[INFORMATION SHOWN — start]

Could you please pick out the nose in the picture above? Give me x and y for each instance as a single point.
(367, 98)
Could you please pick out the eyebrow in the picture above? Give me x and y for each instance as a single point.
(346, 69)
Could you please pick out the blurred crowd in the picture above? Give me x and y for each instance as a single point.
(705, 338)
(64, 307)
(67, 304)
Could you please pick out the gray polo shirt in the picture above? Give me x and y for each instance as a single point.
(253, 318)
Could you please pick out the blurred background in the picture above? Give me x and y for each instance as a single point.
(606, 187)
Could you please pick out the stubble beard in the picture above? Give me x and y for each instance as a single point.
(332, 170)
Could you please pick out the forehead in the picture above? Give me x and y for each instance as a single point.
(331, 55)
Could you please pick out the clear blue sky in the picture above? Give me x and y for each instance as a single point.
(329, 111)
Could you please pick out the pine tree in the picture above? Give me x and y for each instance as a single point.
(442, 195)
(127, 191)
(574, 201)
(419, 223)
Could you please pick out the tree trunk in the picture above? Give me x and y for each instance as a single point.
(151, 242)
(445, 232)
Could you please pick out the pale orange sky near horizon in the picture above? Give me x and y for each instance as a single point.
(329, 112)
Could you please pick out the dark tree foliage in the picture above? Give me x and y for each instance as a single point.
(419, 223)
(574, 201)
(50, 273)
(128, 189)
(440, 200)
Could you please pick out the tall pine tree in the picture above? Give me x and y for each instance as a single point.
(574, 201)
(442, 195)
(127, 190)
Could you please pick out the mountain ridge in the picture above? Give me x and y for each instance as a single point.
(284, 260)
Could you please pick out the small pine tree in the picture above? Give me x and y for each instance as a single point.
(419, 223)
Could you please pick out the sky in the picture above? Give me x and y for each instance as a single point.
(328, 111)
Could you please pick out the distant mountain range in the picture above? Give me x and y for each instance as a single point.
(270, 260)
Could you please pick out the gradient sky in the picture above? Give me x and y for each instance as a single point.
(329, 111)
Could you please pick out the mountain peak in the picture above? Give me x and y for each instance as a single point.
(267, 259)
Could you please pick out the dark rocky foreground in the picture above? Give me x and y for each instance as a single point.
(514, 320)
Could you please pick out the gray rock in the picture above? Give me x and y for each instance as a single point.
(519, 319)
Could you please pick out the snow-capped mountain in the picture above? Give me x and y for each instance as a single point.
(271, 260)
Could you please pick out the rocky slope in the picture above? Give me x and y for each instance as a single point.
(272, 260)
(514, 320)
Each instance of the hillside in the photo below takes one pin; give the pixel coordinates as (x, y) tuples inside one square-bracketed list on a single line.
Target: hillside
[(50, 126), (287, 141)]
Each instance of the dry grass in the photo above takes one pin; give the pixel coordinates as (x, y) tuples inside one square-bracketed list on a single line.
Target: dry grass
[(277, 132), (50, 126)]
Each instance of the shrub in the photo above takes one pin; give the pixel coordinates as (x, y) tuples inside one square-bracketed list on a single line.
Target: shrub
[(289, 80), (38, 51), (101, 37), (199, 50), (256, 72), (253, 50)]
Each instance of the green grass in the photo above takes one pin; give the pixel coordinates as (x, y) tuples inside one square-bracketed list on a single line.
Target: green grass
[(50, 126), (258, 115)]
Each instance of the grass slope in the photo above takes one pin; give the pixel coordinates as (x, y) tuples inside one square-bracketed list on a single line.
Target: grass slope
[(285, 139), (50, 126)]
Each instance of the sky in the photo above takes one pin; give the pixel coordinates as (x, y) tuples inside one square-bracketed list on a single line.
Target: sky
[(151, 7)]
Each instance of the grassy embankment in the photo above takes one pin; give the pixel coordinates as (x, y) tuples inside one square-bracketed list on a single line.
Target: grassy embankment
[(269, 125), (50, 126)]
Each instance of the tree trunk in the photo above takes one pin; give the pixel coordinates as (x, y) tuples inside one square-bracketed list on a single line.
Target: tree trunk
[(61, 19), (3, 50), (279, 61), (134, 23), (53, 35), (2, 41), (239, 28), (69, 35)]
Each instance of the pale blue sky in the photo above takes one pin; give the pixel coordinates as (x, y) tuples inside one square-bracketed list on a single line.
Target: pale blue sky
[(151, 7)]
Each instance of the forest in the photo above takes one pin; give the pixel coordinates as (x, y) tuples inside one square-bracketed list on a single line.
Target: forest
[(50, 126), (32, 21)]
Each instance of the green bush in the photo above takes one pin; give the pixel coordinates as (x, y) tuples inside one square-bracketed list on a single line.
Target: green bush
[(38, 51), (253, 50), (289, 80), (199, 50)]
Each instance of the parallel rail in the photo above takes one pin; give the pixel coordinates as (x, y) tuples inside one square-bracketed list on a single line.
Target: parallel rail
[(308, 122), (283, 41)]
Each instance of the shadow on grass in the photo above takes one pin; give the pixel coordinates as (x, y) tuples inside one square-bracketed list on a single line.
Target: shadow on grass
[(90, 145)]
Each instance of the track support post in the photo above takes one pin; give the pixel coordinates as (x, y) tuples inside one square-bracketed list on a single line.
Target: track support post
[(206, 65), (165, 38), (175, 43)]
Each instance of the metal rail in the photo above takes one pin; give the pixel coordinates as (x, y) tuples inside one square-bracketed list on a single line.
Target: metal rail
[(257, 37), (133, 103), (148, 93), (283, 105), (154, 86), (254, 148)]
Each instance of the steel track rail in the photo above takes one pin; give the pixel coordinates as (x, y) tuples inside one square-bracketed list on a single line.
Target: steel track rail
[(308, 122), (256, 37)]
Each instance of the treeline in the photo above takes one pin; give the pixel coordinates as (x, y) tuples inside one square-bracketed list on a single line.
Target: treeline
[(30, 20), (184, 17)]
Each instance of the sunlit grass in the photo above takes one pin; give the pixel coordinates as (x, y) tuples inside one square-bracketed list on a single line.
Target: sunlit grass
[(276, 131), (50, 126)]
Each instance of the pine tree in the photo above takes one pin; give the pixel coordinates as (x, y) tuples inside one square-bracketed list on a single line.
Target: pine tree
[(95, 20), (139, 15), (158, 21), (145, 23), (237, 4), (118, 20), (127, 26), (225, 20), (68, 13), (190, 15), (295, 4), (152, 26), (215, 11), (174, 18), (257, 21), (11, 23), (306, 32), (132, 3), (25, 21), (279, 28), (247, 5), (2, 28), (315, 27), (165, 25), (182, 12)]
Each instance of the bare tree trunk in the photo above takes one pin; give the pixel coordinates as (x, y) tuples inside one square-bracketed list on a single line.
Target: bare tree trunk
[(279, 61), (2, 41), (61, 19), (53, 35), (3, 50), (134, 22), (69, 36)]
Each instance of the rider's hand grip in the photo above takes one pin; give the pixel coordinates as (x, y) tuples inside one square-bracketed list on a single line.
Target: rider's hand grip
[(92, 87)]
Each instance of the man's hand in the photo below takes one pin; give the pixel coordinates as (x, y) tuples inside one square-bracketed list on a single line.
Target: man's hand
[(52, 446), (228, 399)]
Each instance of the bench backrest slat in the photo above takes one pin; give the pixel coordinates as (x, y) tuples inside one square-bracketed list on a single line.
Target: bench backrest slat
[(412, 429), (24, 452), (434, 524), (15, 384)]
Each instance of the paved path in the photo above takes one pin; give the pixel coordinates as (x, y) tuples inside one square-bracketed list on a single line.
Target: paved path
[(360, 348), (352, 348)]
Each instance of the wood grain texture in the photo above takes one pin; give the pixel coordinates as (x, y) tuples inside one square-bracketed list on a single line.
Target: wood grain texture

[INFORMATION SHOWN — finish]

> [WHAT THE EXERCISE ASKS]: Copy out every line of the listing that contains the string "wood".

> [EXERCISE ANSWER]:
Each instance of the wood grain texture in the photo above takes one pin; give the pixel coordinates as (x, y) tuples inside one square-bracketed list on a single line.
Target: wood grain texture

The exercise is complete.